WHAT YOU SHOULD DO: Would it be possible to quote, exactly and in full, the lines from the one with "Task: point out the canal-side" through the end of the entries below?

TASK INPUTS:
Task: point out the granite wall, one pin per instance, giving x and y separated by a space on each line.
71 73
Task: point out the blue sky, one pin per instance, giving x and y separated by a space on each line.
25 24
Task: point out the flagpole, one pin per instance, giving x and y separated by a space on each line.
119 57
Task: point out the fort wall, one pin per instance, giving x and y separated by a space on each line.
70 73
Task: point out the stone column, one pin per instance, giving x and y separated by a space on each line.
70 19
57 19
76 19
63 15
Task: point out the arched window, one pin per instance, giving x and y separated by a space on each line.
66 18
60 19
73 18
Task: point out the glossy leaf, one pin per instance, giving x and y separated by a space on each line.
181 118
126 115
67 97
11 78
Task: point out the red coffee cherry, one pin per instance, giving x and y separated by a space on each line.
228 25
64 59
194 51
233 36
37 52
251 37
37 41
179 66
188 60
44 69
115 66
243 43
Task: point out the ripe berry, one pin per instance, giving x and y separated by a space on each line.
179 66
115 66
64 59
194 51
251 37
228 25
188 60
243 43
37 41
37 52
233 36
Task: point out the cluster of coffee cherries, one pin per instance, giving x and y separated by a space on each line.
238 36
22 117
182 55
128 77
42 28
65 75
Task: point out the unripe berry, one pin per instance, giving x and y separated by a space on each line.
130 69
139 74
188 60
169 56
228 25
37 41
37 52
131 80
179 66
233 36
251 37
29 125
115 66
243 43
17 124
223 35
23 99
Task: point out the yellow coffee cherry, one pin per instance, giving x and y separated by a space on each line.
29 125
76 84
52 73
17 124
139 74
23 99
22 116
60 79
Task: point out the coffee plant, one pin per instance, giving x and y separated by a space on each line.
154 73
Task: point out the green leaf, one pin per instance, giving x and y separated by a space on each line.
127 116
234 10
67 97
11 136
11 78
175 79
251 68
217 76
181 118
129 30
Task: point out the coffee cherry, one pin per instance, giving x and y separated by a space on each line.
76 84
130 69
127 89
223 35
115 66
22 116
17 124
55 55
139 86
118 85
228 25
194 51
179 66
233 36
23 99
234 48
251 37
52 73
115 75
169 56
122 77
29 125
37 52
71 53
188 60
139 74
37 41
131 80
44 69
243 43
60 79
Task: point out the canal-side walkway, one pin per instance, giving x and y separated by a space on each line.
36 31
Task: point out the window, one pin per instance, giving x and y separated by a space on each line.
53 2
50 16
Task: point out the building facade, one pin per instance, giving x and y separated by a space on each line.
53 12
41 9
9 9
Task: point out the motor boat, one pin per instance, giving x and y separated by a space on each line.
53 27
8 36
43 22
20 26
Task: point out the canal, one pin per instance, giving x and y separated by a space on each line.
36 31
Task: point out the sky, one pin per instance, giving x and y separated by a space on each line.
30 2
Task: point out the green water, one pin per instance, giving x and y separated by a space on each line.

TASK RESPONSE:
Task: point out the canal-side walkway, one pin per instance, giving x and y separated by a space on each line.
36 31
Task: point out the window, one pin per instance, giving x and y separated by a space on each line.
53 2
50 16
Task: point out the building facade, one pin per instance, giving x and y separated by a space on each line.
53 12
41 9
9 9
Task: point out the motor boat, one pin per instance, giving x and y separated by a space on each line.
53 27
8 36
43 22
20 26
Task: point out the canal, one pin per instance, giving x and y separated by a space on each line.
36 31
Task: point out the sky, one pin per instance, giving x and y separated by a space on each line.
30 2
Task: point out the green water, one pin per instance, giving x and y separated by a space on each line.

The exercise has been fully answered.